[Page text]:
--- BEGIN ---

This TIP suggests that Tcl's core be modified to allow non-native filesystems to be plugged in to the core, and hence allow perfect virtual filesystems to exist. The implementations provided by all of the above tools are very far from perfect. The most obvious types of virtual filesystem which should be supported are:

but the main point is that all filesystem access should occur through a hookable interface, so that Tcl neither knows nor cares what type of filesystem it is dealing with.

Furthermore this hookable interface should be Tcl_Obj based, providing a new 'Path' object type, which should be designed with two goals in mind:

If all of these goals are achieved, Tcl will have a new filesystem which is both more efficient and more powerful than the existing implementation.

Technical discussion

1. Virtual filesystems

An examination of the core shows that a very limited support was added to tclIOUtil.c in June 1998 (presumably by Scriptics to support prowrap) so that TclStat, TclAccess and Tcl_OpenFileChannel commands could be intercepted. (See http://cvs.sourceforge.net/cgi-bin/cvsweb.cgi/tcl/generic/tclIOUtil.c?rev=1.2&content-type=text/x-cvsweb-markup&cvsroot=tcl)

This TIP seeks to provide a complete implementation of virtual file system support, rather than these piecemeal functions.

Fortunately, since Tcl is already abstracted across three different filesystem types (through the Tclp...) functions, it is not that big a task to abstract away to any generic filesystem.

One goal of this TIP is to allow an extension to be written so that one can implement a virtual filesystem entirely in Tcl: i.e. to provide sufficient hooks into Tcl's core so that an extension can capture all filesystem requests and divert them if desired. The goal is not to provide Tcl-level hooks in Tcl's core. Such hooks will only be at the C level, and an extension would be required to expose them to the Tcl level.

2. Objectified filesystem interface.

Every filesystem access in Tcl's core usually involves several calls to 'access', 'stat', etc.

For example 'file atime $path' requires two calls to 'stat' and one call to 'utime', all with the same $path argument. Each of these requires a conversion from the same Utf path to the same native string representation. No caching is performed, so each of these goes through Tcl_UtfToExternal. Often Tcl code will use the same $path objects for an entire sequence of Tcl 'file' operations. Clealy a representation which cached the native path would speed up all of these operations (except the first).

--- END ---

[Data records]:

--- BEGIN ---

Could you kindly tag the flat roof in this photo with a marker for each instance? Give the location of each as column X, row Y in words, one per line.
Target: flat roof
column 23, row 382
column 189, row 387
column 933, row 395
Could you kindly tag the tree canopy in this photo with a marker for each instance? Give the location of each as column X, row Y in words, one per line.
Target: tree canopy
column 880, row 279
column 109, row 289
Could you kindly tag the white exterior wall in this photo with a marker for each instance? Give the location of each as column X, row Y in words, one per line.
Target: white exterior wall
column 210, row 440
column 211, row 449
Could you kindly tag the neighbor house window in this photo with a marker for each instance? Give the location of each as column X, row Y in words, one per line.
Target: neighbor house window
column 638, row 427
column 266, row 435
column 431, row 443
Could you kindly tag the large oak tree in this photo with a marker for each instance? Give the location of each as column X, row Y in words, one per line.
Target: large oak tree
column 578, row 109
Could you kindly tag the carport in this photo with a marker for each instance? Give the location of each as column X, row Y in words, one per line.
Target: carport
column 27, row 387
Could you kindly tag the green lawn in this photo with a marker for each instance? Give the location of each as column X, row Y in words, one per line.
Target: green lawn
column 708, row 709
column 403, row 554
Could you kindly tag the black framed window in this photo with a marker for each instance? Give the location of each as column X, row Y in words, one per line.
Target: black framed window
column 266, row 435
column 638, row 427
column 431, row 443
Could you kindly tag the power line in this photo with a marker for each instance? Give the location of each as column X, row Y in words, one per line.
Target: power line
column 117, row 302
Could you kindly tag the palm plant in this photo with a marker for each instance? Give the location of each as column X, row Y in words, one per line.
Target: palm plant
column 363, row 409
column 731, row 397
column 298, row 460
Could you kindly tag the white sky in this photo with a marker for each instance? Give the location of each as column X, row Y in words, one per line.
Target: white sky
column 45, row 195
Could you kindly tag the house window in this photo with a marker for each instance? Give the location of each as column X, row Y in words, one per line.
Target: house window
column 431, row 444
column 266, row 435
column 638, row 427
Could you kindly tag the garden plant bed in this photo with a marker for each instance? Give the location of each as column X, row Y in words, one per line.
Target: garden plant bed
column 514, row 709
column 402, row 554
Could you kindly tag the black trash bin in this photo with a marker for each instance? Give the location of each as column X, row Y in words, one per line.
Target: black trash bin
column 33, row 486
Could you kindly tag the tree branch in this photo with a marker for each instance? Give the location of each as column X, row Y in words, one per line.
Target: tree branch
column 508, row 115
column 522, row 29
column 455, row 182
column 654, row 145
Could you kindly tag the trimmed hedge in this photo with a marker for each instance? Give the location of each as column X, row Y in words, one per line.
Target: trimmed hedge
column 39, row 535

--- END ---

[Work instructions]:
1. According to the Tcl filesystem proposal, which three commands could be intercepted under the limited support added to tclIOUtil.c?
2. Return the Tcl filesystem proposal verbatim from "Every filesystem access" to "(except the first).".
3. Carry the Tcl virtual filesystem proposal forward from its last sentence in the same technical voice.

[Task results]:
1. TclStat, TclAccess and Tcl_OpenFileChannel.

2.
Every filesystem access in Tcl's core usually involves several calls to 'access', 'stat', etc.

For example 'file atime $path' requires two calls to 'stat' and one call to 'utime', all with the same $path argument. Each of these requires a conversion from the same Utf path to the same native string representation. No caching is performed, so each of these goes through Tcl_UtfToExternal. Often Tcl code will use the same $path objects for an entire sequence of Tcl 'file' operations. Clealy a representation which cached the native path would speed up all of these operations (except the first).

3.
The second reason why objectification is desirable is that in a pluggable-fs environment we must determine, for each file operation, which filesystem to use (whether native, a mounted .zip file, a remote ftp site, etc.). If this information can be cached for a particular path, again we will not need to recalculate it at every step. A similar technique of to that used by Tcl's bytecode compilation will be used: each cached object will have a 'filesystemEpoch' counter, so that we can tell with each access whether the filesystem has been modified (and we must discard the cached information). Mounting/unmounting filesystems will obviously modify the filesystemEpoch.

A partial implementation of this TIP, and a sample 'vfs' extension now exist, and have been tested through TclKit. On the 'virtual' half of this tip, the implementation is known to be reasonably stable and complete: TclKit can operate through this new vfs implementation without the need to override a single Tcl core command at the script level. Commands which operate on files (image, source, etc.) and extensions like Image, Winico can be made to work in a TclKit automatically! The part of this TIP which has not yet been implemented is the objectification of the filesystem. This will have additional efficiency gains for vfs's implemented at the script level, since the same Path objects can be passed through the entire process, without an intermediate conversion (and string duplication which is currently required). The combination of caching and objectification will change the existing list of steps from:

Tcl_Obj -> string -> filesystem -> convert-to-native -> native-call

or (with vfs hooked in):

Tcl_Obj -> string -> vfilesystem -> pick-filesystem -> convert-to-native -> native-call

and

Tcl_Obj -> string -> vfilesystem -> pick-filesystem -> Tcl_NewStringObj -> Tcl-vfs-call

to:

Tcl_Obj -> vfilesystem -> native-call

and

Tcl_Obj -> vfilesystem -> Tcl-vfs-call

A final side-benefit of this proposal would be that it further modularises the core of Tcl, so that one could, in principle:

However these final two points are explicitly not the goal of this TIP! I simply want to improve Tcl to add vfs support, and the best way to do that seems (to me) to be along the lines of this TIP.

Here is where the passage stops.